> Source text

******************************

If you’ve ever learnt anything about the brain it probably involved remembering specific functions of the various regions that register sight, sound, speech, memory etc., and mamage to these specialised areas meant a loss of functioning that could never be restored. But fMRIs (functional magnetic resonance imaging) have now given scientists a peek into the brain and this technology has literally turned 400 years worth of thinking about the brain on its proverbial head.
Yes, brain regions and structures do specialise and yes, damage means that these areas are largely irreparable but what scientists are observing is that other areas can be trained to compensate for lost functioning making the brain a plastic rather than an immutable structure.
Doidge’s book appeals because while delving into the realms of pure science he writes in plain English, not academese. He is both a research psychiatrist and a psychoanalyst and reports on some extraordinary case studies.
Healing a stroke victim: Possibly most remarkable, is the case of a son who retrained his elderly father to virtually regain full functioning after the father suffered an incapacitating stroke. Both the son and the father are medical doctors and, having an interest in brain plasticity, the son re-trained his father to sit, crawl, stand up and walk again by patiently employing the same strategies used to teach mobility to a toddler. Gradually, the father also re-learned to speak, read and write and eventually regained 97 per cent of his functioning.
The woman with half a brain: Among the many other fascinating case studies, Doidge reports on a woman who approached doctors in her early adult life in an attempt to address a learning problem. Scans of the woman’s brain knocked scientists for a six as one half of her thinking brain (the cortex) had literally been missing since birth. In further studies, scientists were able to ascertain that other areas had compensated leaving her with only the tell-tale signs of this minor learning problem.
Neuroplasticity has changed the way we think about ourselves. Our genetic inheritance does not make us who we are. Now that we know brain cells constantly adapt to experience we can free ourselves from beliefs that keep us trapped in the notion that attributes – such as intelligence and learning capacity – are fixed and unalterable.
Perhaps we are far more than the cut-down version that our experiences would have us believe.
Brain health requires good nutrition (derived from fruit and veg), water, oxygen (through movement) and constant stimulation. Not one of its needs is met by consuming a Big Mac while lounging in front of the television. What are you doing today to enhance your or your children’s brains?

******************************

> Dataset
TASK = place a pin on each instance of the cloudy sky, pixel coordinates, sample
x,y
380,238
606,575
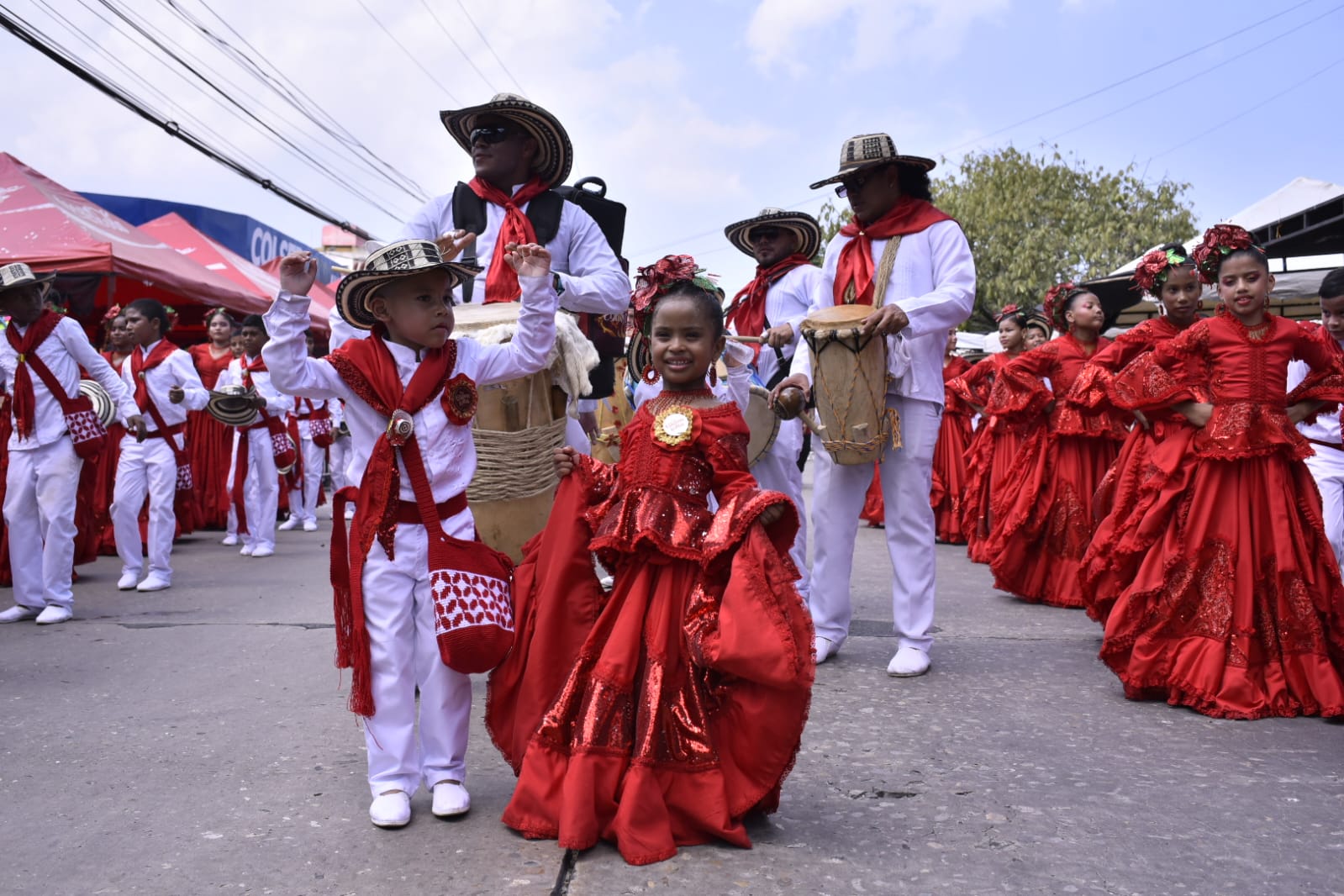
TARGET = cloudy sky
x,y
697,113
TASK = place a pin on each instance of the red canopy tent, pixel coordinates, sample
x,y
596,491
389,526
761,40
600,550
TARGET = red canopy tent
x,y
177,233
101,258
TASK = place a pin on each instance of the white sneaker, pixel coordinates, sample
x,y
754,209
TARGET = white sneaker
x,y
908,662
154,582
53,614
451,799
19,613
824,649
392,809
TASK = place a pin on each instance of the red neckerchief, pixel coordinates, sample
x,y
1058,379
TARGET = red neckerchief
x,y
140,366
855,264
370,370
500,280
24,401
747,309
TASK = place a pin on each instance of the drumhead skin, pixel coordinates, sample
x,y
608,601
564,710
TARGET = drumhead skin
x,y
762,422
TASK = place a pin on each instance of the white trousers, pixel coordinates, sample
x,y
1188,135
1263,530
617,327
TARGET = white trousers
x,y
40,508
778,472
145,467
303,501
399,615
1327,467
836,498
261,487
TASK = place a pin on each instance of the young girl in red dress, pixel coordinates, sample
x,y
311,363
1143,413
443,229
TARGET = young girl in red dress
x,y
1043,516
661,714
211,442
949,454
995,445
1238,610
1168,277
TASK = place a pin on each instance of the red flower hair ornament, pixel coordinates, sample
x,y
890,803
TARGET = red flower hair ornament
x,y
1220,240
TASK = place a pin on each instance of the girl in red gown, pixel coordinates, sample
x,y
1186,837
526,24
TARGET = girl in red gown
x,y
211,442
1238,610
1168,277
1043,516
996,442
663,712
949,454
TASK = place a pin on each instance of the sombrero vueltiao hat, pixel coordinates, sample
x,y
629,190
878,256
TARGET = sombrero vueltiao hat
x,y
803,224
867,150
556,152
19,274
397,260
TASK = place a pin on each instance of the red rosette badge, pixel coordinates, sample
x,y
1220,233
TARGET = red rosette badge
x,y
460,399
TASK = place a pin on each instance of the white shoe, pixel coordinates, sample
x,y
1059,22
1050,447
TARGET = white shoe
x,y
451,799
154,582
908,662
19,613
824,649
392,809
53,614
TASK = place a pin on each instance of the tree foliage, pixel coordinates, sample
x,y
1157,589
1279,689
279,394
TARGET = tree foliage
x,y
1036,220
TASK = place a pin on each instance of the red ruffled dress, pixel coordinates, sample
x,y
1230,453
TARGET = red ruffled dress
x,y
1238,610
949,458
661,714
1119,545
992,451
1043,514
210,445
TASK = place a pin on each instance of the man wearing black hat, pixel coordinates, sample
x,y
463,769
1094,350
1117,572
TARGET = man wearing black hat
x,y
772,307
913,265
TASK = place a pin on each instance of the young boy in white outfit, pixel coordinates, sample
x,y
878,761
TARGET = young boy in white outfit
x,y
257,494
412,364
43,477
164,383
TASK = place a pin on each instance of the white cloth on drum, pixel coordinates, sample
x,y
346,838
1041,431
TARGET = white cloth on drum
x,y
42,487
837,494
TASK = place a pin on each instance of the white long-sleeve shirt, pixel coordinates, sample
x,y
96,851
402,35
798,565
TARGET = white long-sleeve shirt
x,y
933,281
588,267
448,449
65,350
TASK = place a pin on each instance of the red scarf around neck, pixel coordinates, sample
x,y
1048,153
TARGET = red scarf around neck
x,y
500,280
746,314
24,401
855,264
370,370
140,366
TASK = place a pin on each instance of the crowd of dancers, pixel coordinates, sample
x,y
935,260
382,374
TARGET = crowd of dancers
x,y
653,651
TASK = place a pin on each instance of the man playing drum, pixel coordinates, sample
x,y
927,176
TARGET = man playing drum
x,y
772,307
897,238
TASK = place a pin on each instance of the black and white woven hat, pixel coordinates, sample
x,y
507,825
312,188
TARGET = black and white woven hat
x,y
556,152
19,274
867,150
397,260
803,224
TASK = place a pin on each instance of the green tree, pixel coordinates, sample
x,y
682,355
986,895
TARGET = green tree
x,y
1036,220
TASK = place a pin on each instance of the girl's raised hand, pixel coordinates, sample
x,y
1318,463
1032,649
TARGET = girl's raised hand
x,y
529,260
298,271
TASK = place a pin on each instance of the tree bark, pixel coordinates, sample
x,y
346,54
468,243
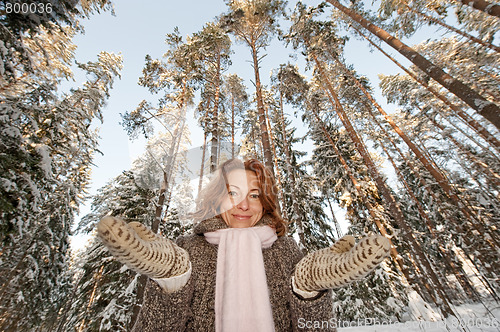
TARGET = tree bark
x,y
485,6
487,109
266,144
394,209
476,126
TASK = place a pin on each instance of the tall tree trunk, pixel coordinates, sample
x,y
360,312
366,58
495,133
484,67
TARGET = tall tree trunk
x,y
291,174
215,121
429,18
266,144
164,190
476,126
492,176
97,278
394,209
371,209
428,164
482,5
464,283
202,167
487,109
232,126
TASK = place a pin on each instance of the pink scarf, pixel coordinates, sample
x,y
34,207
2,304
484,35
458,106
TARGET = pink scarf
x,y
241,294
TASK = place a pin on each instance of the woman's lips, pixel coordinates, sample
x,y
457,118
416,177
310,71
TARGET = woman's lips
x,y
240,217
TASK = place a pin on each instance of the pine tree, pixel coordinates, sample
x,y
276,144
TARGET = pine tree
x,y
55,147
253,22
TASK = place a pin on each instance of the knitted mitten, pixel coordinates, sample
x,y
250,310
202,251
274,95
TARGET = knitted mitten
x,y
142,250
340,264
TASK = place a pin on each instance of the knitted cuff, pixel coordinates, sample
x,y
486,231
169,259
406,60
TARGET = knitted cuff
x,y
173,284
304,294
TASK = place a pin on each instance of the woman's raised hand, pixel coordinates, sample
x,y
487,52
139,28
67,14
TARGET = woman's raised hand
x,y
340,264
141,250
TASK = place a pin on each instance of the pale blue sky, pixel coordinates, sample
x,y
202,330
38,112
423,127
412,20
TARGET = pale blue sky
x,y
139,28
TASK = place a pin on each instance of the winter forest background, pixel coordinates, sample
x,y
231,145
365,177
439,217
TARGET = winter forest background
x,y
375,117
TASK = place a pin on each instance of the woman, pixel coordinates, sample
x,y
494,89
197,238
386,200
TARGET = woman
x,y
237,271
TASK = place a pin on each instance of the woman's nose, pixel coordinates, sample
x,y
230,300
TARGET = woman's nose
x,y
243,205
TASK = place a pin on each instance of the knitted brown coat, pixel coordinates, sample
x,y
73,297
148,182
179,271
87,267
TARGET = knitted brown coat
x,y
193,307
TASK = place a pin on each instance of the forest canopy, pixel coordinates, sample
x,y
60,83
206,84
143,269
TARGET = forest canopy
x,y
413,156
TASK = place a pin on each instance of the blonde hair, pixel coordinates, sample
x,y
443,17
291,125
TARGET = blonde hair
x,y
210,198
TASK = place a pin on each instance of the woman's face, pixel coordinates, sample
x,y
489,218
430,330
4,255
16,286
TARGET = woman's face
x,y
242,207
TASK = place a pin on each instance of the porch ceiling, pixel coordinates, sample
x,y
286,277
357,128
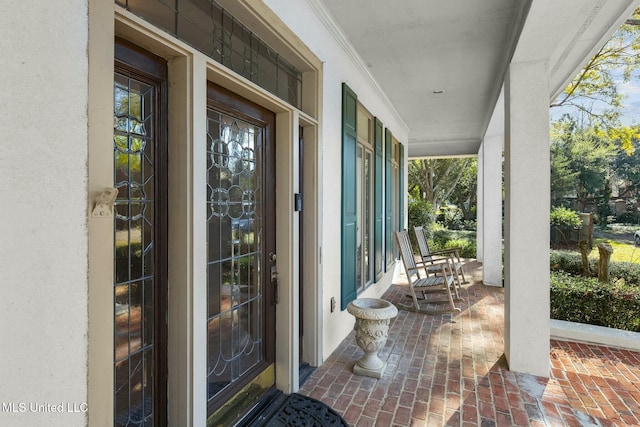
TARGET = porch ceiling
x,y
414,48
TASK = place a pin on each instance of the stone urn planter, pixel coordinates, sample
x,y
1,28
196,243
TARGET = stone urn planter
x,y
372,329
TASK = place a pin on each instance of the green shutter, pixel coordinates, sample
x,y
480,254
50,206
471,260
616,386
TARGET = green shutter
x,y
378,213
348,286
388,145
401,195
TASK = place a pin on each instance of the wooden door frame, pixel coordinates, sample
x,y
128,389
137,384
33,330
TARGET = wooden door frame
x,y
146,67
225,101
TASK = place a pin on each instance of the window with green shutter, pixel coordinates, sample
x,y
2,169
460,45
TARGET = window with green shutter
x,y
378,208
388,145
348,288
401,196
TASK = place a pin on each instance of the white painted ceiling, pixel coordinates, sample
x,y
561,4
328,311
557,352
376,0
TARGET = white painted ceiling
x,y
413,48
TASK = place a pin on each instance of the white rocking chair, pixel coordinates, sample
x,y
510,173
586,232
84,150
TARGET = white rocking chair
x,y
442,282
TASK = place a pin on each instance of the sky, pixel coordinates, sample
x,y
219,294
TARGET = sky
x,y
631,115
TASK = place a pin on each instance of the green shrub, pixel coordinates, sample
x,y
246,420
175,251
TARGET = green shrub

******************************

> Exercise brief
Translate this sentence from the text on brain plasticity into Spanish: "Our genetic inheritance does not make us who we are."

> Written reply
Nuestra herencia genética no nos hace quienes somos.